### WHAT TO PRODUCE
Lay out all the rows below as a JSON list of strings, one string for each line, with blank lines left out.

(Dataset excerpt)
----
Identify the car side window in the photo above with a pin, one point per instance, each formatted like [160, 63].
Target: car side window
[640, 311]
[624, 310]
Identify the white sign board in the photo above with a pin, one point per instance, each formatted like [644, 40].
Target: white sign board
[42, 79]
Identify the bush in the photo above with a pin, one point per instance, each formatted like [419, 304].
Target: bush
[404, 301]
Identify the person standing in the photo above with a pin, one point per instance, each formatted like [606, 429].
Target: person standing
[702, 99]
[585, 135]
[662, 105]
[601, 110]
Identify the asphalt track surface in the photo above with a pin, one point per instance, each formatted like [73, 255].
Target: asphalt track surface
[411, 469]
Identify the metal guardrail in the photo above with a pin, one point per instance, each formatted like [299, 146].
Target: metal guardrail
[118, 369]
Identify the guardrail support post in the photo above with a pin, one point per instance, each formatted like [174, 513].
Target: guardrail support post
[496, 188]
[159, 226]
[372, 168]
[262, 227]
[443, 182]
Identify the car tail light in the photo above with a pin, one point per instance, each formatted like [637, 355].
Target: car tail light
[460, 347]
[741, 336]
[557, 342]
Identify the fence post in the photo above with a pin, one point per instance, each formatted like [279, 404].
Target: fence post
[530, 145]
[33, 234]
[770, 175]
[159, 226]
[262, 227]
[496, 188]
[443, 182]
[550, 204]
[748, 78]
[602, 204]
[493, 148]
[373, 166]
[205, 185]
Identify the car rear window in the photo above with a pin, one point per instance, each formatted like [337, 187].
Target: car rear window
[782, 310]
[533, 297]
----
### SOLUTION FOR THIS TASK
[
  "Identify the car side window in the photo above with a pin, one point per instance, each formatted like [160, 63].",
  "Target: car side window",
  "[640, 311]",
  "[624, 310]",
  "Identify the white sign board in the photo above with a pin, one point per instance, each formatted like [644, 40].",
  "Target: white sign board",
  "[42, 79]",
  "Identify the bush in the photo above with a pin, one point per instance, each formatted like [419, 304].",
  "Target: bush",
  "[404, 301]",
  "Identify the person standing in the photo above with a pin, one point per instance, each formatted like [606, 429].",
  "Target: person standing",
  "[702, 99]",
  "[585, 135]",
  "[662, 105]",
  "[601, 110]",
  "Identify the asphalt track surface in the photo above with a pin, one point per instance, each formatted like [73, 255].",
  "Target: asphalt track surface",
  "[411, 469]",
  "Identify the metal guardrail in the photo above with a pin, one point per instance, each formatted like [299, 146].",
  "Target: metal guardrail",
  "[118, 369]",
  "Identify the guardrail support post in the photo above with a pin, one point per instance, each formatted like [174, 513].",
  "Target: guardrail support post",
  "[496, 188]",
  "[159, 226]",
  "[372, 168]",
  "[262, 227]",
  "[443, 182]",
  "Identify the car tail light in the photo above with a pin, one point per instance, each formatted like [637, 355].",
  "Target: car tail light",
  "[460, 347]",
  "[741, 336]",
  "[557, 342]",
  "Identify the fence post in the photo above with a pin, one point per instance, each formatted like [279, 404].",
  "Target: fence post",
  "[530, 145]",
  "[33, 234]",
  "[770, 175]",
  "[159, 226]",
  "[262, 227]",
  "[496, 188]",
  "[443, 182]",
  "[550, 204]",
  "[748, 78]",
  "[602, 204]",
  "[493, 148]",
  "[373, 166]",
  "[205, 185]",
  "Identify the car rear window in the photo above with a pin, one point per instance, each formatted like [337, 187].",
  "Target: car rear window",
  "[782, 310]",
  "[533, 297]"
]